**RECORDS FOR THIS TASK:**
[START]
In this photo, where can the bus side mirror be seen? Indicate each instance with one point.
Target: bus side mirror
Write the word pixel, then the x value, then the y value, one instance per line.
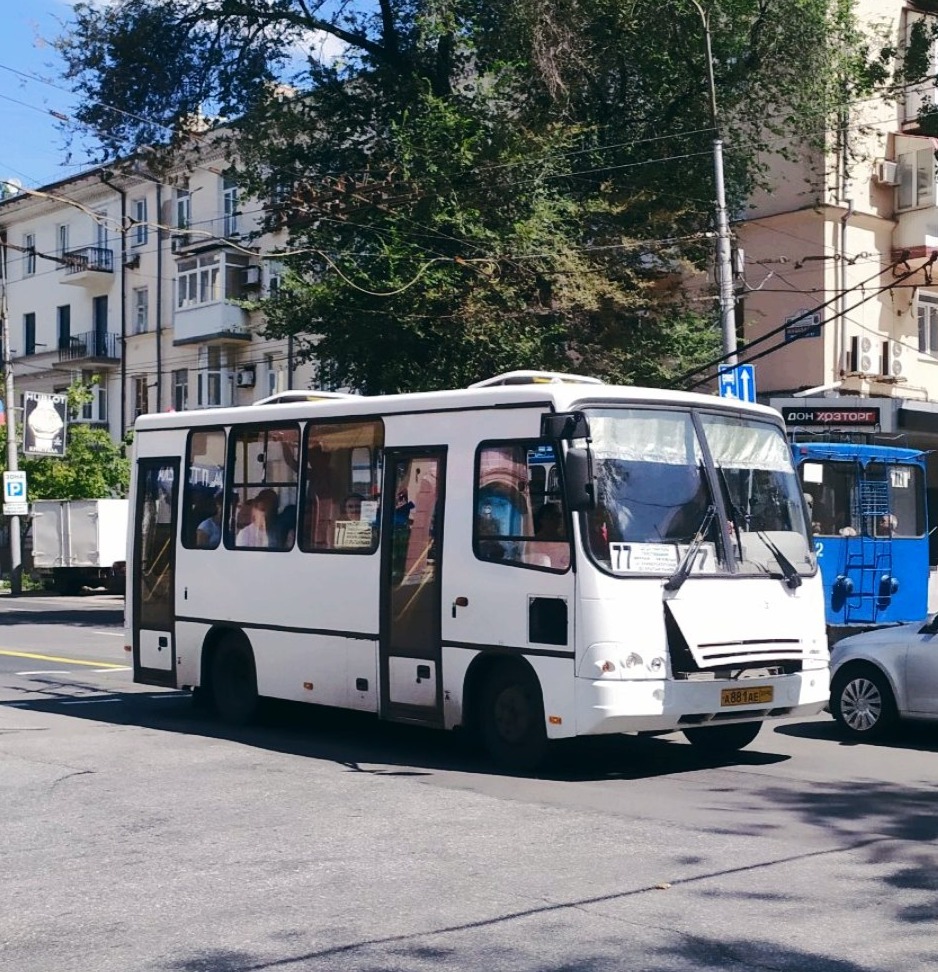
pixel 578 480
pixel 564 425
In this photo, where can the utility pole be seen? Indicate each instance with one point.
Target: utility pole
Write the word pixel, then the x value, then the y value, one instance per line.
pixel 724 256
pixel 16 557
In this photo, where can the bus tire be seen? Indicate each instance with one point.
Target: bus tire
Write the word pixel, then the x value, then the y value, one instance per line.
pixel 723 740
pixel 234 682
pixel 511 719
pixel 862 702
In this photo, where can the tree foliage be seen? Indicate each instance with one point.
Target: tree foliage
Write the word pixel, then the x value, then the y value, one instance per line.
pixel 468 186
pixel 93 467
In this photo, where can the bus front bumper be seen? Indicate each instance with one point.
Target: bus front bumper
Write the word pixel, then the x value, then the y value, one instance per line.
pixel 658 705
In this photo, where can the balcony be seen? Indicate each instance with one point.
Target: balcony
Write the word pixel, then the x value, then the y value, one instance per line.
pixel 90 266
pixel 219 322
pixel 91 348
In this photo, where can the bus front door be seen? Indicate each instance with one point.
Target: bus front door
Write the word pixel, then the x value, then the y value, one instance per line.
pixel 411 652
pixel 153 572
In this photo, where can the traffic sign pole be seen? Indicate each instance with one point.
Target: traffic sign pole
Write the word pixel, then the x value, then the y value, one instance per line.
pixel 16 556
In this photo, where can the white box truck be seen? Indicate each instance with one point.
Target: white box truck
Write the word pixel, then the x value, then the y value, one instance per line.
pixel 80 543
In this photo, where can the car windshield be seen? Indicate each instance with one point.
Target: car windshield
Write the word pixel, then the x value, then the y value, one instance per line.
pixel 762 494
pixel 652 496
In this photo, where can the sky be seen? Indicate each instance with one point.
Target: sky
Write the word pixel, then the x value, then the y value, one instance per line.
pixel 34 144
pixel 33 149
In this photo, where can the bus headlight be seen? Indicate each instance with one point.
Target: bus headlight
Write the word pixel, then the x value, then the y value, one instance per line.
pixel 614 660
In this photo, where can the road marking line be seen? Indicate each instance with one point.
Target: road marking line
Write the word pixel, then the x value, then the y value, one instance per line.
pixel 68 661
pixel 86 701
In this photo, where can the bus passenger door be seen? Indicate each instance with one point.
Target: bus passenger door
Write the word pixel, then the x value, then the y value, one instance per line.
pixel 410 647
pixel 153 572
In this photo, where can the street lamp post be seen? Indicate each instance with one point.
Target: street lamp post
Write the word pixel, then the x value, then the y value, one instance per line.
pixel 724 259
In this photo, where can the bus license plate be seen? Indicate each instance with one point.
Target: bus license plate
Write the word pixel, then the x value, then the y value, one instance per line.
pixel 757 695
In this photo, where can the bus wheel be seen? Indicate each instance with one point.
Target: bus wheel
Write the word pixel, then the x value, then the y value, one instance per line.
pixel 862 702
pixel 512 719
pixel 234 682
pixel 723 740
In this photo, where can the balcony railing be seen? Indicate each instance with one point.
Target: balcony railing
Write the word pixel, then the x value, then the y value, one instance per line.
pixel 93 258
pixel 91 345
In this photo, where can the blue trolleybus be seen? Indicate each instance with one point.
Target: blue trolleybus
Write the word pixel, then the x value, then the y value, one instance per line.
pixel 868 512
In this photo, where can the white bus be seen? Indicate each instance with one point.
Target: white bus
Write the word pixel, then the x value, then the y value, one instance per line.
pixel 397 555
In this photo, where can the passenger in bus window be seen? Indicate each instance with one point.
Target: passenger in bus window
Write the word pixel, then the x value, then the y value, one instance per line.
pixel 208 532
pixel 262 529
pixel 352 507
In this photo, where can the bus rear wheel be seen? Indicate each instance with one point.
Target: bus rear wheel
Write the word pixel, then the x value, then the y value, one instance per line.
pixel 511 719
pixel 234 682
pixel 724 740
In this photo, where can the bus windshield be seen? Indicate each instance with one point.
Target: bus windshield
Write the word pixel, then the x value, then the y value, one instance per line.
pixel 653 494
pixel 762 495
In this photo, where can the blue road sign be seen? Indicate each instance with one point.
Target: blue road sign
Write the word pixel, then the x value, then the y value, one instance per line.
pixel 738 382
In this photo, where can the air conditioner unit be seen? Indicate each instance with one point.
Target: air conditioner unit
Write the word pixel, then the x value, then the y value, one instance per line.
pixel 886 173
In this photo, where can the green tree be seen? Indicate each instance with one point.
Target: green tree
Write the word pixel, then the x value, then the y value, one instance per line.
pixel 471 187
pixel 93 467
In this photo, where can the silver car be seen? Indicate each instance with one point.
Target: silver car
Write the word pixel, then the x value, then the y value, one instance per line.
pixel 881 676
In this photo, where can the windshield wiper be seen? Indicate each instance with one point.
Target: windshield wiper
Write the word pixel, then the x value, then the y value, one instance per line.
pixel 674 582
pixel 792 577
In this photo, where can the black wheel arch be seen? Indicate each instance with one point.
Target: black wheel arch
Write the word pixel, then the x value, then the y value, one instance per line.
pixel 216 635
pixel 481 669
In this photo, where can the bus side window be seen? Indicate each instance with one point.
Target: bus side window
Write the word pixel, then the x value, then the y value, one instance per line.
pixel 518 521
pixel 204 488
pixel 263 481
pixel 340 488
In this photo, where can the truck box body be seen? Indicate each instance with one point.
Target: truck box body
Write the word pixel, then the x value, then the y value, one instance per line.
pixel 80 542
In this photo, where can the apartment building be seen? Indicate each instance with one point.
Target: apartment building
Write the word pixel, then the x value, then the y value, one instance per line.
pixel 838 265
pixel 137 283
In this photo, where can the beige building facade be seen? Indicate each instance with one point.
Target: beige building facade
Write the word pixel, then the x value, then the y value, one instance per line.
pixel 840 281
pixel 138 284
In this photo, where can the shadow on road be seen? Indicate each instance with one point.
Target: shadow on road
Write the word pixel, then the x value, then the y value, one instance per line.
pixel 364 744
pixel 916 736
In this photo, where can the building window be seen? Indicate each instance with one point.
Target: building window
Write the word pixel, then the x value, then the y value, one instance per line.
pixel 916 179
pixel 29 256
pixel 138 208
pixel 928 324
pixel 183 209
pixel 29 333
pixel 141 396
pixel 230 205
pixel 95 410
pixel 181 390
pixel 274 277
pixel 100 230
pixel 141 310
pixel 197 281
pixel 64 323
pixel 214 381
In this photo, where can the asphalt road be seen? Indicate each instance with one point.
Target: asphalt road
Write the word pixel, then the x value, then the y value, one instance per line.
pixel 140 835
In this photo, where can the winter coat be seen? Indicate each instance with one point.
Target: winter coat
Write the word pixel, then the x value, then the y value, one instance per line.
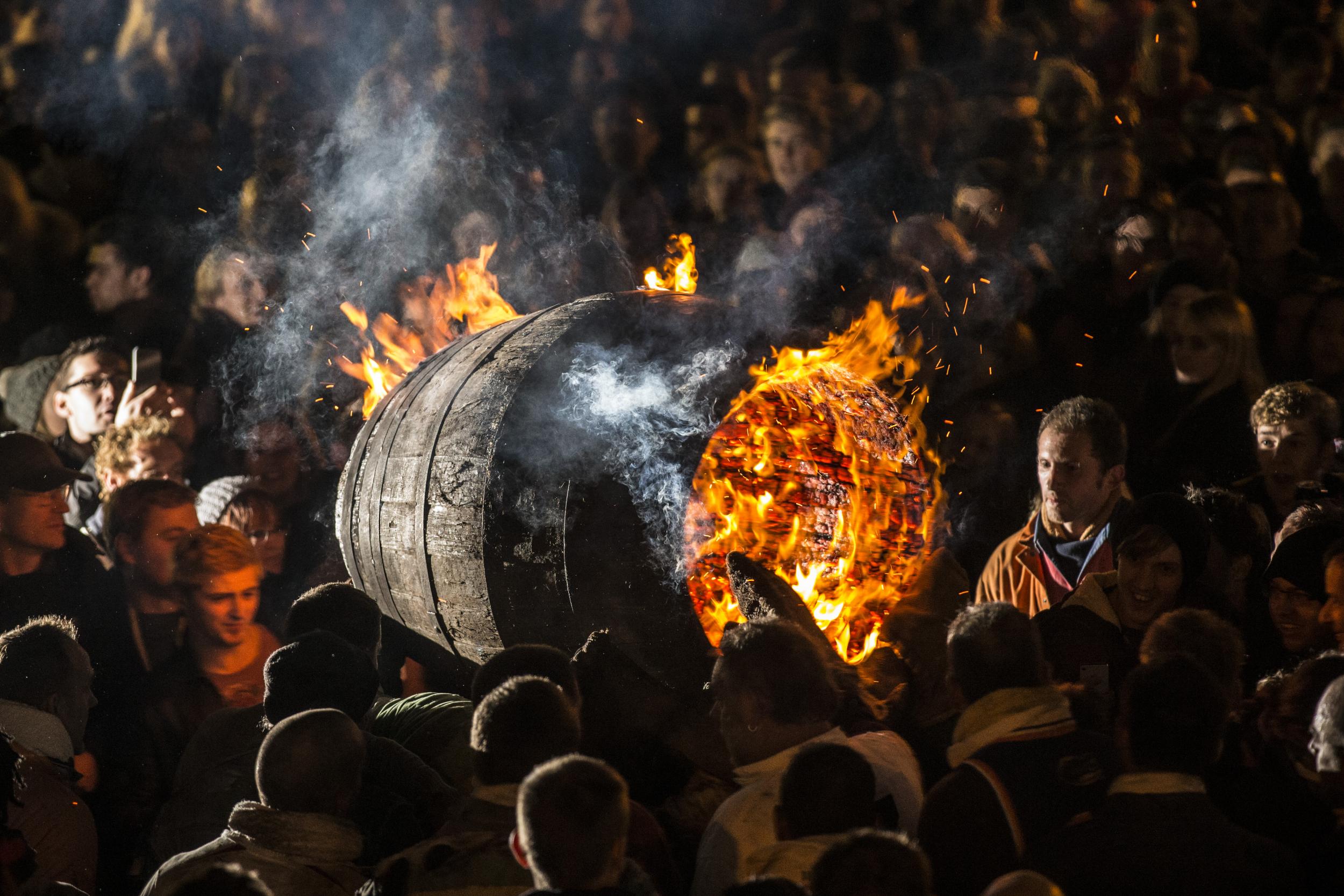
[END]
**STATED EXERCISE:** Select every line of the records above that contains the word "apartment", treating uppercase and lowercase letters as distinct.

**RESULT OF THIS EXERCISE:**
In this photo, where can the apartment building be seen? Indicate each instance with one point.
Target: apartment building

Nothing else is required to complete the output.